"Dans un contexte ou l’autre peut être contaminant et où la distanciation physique devient la règle, nous devons rester attentif à ce que le lien social et la logique d’inclusion prennent le dessus."
Avant la pandémie, la diversité était perçue comme un enjeu central pour les entreprises. Sera-t-elle reléguée au second rang ? Dans une série de dix articles, j’ai souhaité débattre avec des DRH et Responsables Diversité pour connaître l’impact de la crise sur les politiques Diversité des entreprises. Dans cette troisième interview, c’est Caroline Courtin qui s’est prêtée au jeu. Elle est Responsable diversité, inclusion & RSE RH au sein du Groupe BNP Paribas, l’une des plus grandes entreprises en France. Dans cette première banque française et 10e groupe bancaire international, avec près de 200 000 salariés, elle est aux premières loges pour observer les tendances qui s’esquissent.
Une politique diversité bien enracinée
Quoi de plus logique que partager cette réflexion avec un acteur de référence en matière de promotion de la diversité et d’inclusion. « Ce thème est même devenu l'un des 12 engagements RSE de l'entreprise et le Groupe place la diversité au cœur de ses valeurs d’entreprise ». Cette politique est construite autour de trois axes : l’égalité professionnelle entre les femmes et les hommes, le multiculturalisme et la Diversité des origines, ainsi que le handicap. Afin de déployer ses actions le plus largement possible dans toutes ses entités, BNP Paribas a constitué une équipe et un comité dédié, qui regroupe plus 40 Diversity Officers. Ce sont également plus de 20 000 collaborateurs qui s’impliquent quotidiennement dans des réseaux professionnels et qui font vivre cette politique partout dans le monde. Parmi ces réseaux, « BNP Paribas Mixcity » est une association engagée dans la promotion de l’égalité professionnelle. Le réseau « Pride France » regroupe principalement des collaborateurs LGBT+ et leurs soutiens. « WeGenerations » a pour ambition d’accroître les échanges entre jeunes et seniors. En France, le Groupe est titulaire du Label Diversité et du Label Egalité professionnelle.

Données fournies:

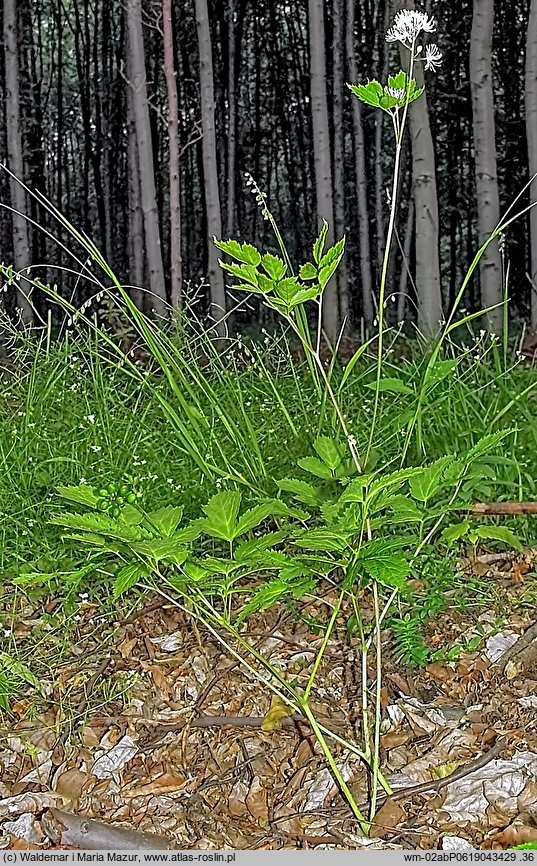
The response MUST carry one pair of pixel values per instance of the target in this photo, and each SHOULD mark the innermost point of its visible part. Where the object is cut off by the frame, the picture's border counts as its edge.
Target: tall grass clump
(332, 514)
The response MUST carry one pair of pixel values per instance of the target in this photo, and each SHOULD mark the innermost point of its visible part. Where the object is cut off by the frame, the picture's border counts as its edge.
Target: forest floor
(124, 711)
(145, 723)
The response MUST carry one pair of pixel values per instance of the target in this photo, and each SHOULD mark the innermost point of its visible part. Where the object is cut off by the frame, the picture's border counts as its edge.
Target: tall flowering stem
(395, 99)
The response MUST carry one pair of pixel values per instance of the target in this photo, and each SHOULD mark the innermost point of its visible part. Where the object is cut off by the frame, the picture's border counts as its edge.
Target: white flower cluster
(407, 26)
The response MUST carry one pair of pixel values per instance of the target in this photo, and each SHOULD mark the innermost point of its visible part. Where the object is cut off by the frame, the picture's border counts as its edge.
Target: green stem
(330, 760)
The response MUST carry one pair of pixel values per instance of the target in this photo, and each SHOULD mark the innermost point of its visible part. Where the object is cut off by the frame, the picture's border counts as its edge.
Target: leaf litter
(154, 729)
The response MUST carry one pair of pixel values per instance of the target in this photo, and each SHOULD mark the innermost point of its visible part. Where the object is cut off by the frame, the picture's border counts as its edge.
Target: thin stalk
(364, 824)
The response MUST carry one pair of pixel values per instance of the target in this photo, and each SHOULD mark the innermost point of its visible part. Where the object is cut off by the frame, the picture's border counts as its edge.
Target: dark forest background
(138, 121)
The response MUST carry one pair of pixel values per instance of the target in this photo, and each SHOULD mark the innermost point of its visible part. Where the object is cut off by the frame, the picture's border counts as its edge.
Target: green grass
(71, 415)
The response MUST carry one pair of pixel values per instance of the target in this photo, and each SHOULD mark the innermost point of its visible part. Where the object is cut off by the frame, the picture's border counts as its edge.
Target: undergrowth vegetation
(234, 478)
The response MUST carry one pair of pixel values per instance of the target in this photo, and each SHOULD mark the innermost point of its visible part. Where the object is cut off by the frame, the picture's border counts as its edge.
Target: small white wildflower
(433, 57)
(407, 26)
(396, 92)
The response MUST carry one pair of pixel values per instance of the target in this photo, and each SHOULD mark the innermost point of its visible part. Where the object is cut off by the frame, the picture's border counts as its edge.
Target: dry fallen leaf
(387, 818)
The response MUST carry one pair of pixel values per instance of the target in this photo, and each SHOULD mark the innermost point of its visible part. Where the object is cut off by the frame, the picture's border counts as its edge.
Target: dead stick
(461, 773)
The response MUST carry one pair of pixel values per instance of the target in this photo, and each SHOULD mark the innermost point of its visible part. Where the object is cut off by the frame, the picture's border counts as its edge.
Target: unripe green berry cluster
(114, 496)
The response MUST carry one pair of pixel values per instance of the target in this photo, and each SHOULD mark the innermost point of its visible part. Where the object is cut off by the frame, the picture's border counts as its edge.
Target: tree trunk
(210, 168)
(21, 245)
(231, 120)
(427, 250)
(361, 176)
(135, 221)
(531, 136)
(427, 276)
(339, 89)
(173, 144)
(488, 204)
(321, 151)
(144, 147)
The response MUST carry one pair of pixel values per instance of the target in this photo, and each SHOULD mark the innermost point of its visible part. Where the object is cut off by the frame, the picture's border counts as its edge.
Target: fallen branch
(437, 785)
(67, 830)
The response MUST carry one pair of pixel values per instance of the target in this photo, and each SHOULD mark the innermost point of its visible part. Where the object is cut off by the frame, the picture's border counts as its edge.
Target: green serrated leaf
(253, 517)
(439, 371)
(304, 492)
(370, 93)
(499, 533)
(390, 385)
(255, 547)
(128, 576)
(488, 443)
(308, 271)
(102, 525)
(323, 539)
(430, 479)
(384, 562)
(19, 670)
(329, 451)
(82, 495)
(264, 597)
(159, 549)
(222, 511)
(167, 519)
(219, 565)
(274, 266)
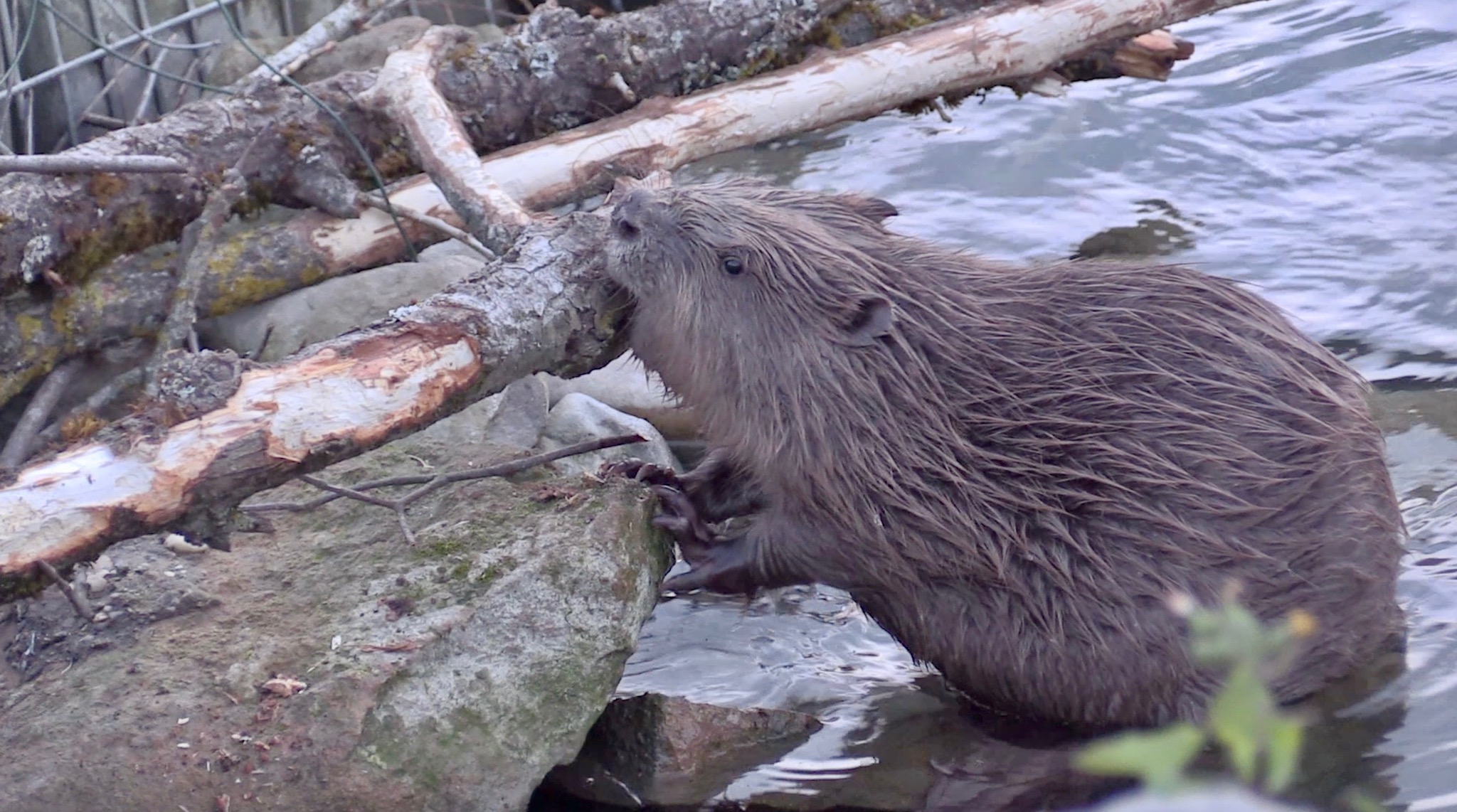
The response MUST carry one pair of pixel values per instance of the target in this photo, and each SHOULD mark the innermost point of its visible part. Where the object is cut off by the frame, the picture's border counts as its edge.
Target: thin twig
(22, 439)
(58, 165)
(438, 481)
(95, 403)
(78, 602)
(193, 265)
(349, 492)
(336, 25)
(432, 222)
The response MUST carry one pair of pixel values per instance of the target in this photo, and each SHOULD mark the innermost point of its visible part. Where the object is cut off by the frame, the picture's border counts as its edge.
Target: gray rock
(578, 418)
(624, 385)
(329, 664)
(521, 417)
(334, 306)
(664, 752)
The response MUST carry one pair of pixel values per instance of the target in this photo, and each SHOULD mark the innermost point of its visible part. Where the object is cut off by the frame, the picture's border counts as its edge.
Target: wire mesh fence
(76, 69)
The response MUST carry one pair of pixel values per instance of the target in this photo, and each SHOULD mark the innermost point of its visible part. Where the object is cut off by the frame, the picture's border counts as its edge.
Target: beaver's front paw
(681, 517)
(640, 471)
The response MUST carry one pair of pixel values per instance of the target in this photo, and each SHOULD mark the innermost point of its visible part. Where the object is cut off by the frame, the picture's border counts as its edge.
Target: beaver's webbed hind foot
(726, 568)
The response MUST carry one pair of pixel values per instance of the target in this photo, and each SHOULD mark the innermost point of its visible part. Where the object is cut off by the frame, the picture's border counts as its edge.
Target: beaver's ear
(870, 322)
(871, 208)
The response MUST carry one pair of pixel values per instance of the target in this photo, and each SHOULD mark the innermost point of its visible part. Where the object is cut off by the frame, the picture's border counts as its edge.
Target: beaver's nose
(627, 214)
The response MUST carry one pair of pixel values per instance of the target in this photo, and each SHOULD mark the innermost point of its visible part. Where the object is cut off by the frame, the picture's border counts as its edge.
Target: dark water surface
(1310, 149)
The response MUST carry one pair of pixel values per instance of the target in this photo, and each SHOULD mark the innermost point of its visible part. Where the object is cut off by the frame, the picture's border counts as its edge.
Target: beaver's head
(717, 257)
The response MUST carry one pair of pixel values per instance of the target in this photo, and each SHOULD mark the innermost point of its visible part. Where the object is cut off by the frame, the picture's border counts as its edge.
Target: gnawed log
(535, 310)
(556, 72)
(994, 46)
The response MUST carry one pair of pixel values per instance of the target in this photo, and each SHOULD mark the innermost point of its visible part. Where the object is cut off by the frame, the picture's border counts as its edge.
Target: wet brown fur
(1017, 471)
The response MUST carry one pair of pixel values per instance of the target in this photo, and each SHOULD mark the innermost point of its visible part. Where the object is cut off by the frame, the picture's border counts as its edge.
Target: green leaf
(1239, 720)
(1286, 734)
(1156, 757)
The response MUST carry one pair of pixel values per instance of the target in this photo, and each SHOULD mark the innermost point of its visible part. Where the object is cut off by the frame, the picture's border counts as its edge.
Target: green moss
(442, 549)
(493, 572)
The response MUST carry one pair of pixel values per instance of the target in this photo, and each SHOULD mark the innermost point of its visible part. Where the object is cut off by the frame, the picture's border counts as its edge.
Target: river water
(1310, 149)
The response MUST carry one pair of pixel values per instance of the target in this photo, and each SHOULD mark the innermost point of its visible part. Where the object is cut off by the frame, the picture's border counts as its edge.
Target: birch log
(538, 309)
(659, 134)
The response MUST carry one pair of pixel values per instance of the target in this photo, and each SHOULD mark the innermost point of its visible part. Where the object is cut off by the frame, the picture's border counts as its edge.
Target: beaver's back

Exercice écrit 1: Traduisez en anglais la phrase suivante, tirée du texte sur la politique diversité de BNP Paribas : « En France, le Groupe est titulaire du Label Diversité et du Label Egalité professionnelle. »
Exercice écrit 2: D'après le texte sur la politique diversité de BNP Paribas, sur quels trois axes cette politique repose-t-elle ?

Réponse finale 1: In France, the Group holds the Diversity Label and the Professional Equality Label.

Réponse finale 2: L'égalité professionnelle entre les femmes et les hommes, le multiculturalisme et la Diversité des origines, ainsi que le handicap.